Tasks to carry out -
(1) Answer these questions using the press release on research mentoring.
(a) In what year was PRISM established?
(b) In which journal did the new study appear?
(c) By about how much has the number of students pursuing graduate degrees grown since PRISM began?
(2) Please repeat the press release on research mentoring word for word, everything from "New York, NY" down to "at higher rates.".
(3) Write the next part of the press release on undergraduate research mentoring, picking up after its final sentence.

Reading passage -
Here is the press release from City University of New York:

Public Release: 8-Sep-2016

More underrepresented students obtain science degrees & pursue STEM, due to research mentoring

The City University of New York

New York, NY – Graduation rates among science majors at a large minority-serving college have nearly tripled since the implementation of an undergraduate research experience (URE) program ten years ago. A new study in the Journal of Research in Science Teaching indicates that undergraduates who participate in mentored research not only graduate more often with science degrees, but also attend graduate school and pursue STEM careers at higher rates.

Established in 2006, John Jay College’s Program for Research Initiatives in Science and Math (PRISM) is an URE program that enables undergraduates to carry out guided scientific research. Although undergraduate STEM research has been de rigueur at major research universities, public Minority- and Hispanic-serving institutions like John Jay have historically struggled to provide their students with equivalent experiences and to keep them competitive with their majority peers. Tailored to students and faculty, PRISM has benefited both participants and the college. An extensive case study revealed that graduation rates from science have nearly tripled since PRISM’s inception, that the number of students pursuing graduate degrees has grown nearly ten fold, and that students receive author credit on journal articles more often than at other institutions. Furthermore, John Jay has seen a growth in both external funding and in full-time faculty focused on STEM research.

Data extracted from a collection
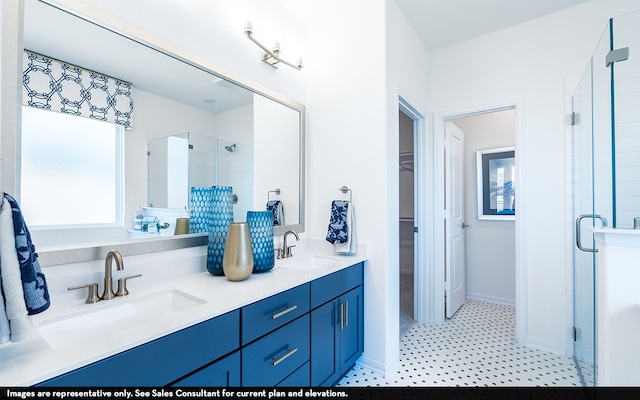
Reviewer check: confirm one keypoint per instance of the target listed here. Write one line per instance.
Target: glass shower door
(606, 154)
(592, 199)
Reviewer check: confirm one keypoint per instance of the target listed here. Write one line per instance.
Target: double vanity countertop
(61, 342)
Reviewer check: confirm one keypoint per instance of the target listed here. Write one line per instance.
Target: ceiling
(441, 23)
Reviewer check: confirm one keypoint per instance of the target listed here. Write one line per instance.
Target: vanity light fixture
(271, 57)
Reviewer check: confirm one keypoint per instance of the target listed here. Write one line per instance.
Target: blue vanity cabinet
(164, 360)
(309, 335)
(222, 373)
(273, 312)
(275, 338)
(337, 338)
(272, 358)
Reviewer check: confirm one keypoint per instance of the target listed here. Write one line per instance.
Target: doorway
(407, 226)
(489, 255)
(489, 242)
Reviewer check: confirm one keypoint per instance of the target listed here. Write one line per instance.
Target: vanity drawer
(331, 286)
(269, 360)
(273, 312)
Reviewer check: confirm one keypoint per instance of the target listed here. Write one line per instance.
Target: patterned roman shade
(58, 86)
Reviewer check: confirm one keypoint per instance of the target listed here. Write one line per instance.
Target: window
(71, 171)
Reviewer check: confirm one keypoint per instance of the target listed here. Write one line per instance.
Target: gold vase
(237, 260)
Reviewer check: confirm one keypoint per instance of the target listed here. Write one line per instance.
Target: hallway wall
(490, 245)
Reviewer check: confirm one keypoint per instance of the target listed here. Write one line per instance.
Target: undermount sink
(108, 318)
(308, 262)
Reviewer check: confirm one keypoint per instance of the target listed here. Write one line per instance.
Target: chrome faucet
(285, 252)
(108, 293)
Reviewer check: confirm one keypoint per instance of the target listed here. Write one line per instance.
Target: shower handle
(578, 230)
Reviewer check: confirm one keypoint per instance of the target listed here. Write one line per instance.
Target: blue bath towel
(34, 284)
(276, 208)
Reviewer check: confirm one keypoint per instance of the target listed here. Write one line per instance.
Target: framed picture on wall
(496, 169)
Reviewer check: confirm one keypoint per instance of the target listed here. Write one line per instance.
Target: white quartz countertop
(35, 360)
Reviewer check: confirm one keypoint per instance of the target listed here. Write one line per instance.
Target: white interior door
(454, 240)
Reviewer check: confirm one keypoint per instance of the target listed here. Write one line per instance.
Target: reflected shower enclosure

Results of the exercise -
(1)
(a) 2006
(b) The Journal of Research in Science Teaching
(c) Nearly ten fold

(2)
New York, NY – Graduation rates among science majors at a large minority-serving college have nearly tripled since the implementation of an undergraduate research experience (URE) program ten years ago. A new study in the Journal of Research in Science Teaching indicates that undergraduates who participate in mentored research not only graduate more often with science degrees, but also attend graduate school and pursue STEM careers at higher rates.

(3)
To reach these conclusions, researchers made use of institutional and program data collected over three years, interviews and focus groups, and surveys. Notably, the study found that PRISM positively affected students’ decisions to pursue graduate degrees and STEM careers, impacting Black and Hispanic participants more significantly than their White and Asian counterparts. Lead author Anthony Carpi, Professor of Environmental Toxicology and Dean of Research at John Jay College, City University of New York, said, “We were delighted to see the impact that undergraduate research experiences have on our students’ career plans. John Jay has a robust and diverse pipeline of students moving on to post-graduate professional careers in STEM fields, and it is exciting to see these students becoming skilled scientists.”

Norman Lederman, Distinguished Professor of Mathematics and Science at the Illinois Institute of Technology, said, “It has long been known that actual research experiences in science and mathematics impact students’ attitudes toward science and mathematics as well as the STEM career aspirations of pre-college and college students. It has also been known that under represented students tend to select themselves out of STEM fields for a variety of social and cultural reasons. The PRISM program at John Jay College has produced extremely compelling results and it serves as an impressive model for other universities, especially those that do not initially have high-level research profiles.”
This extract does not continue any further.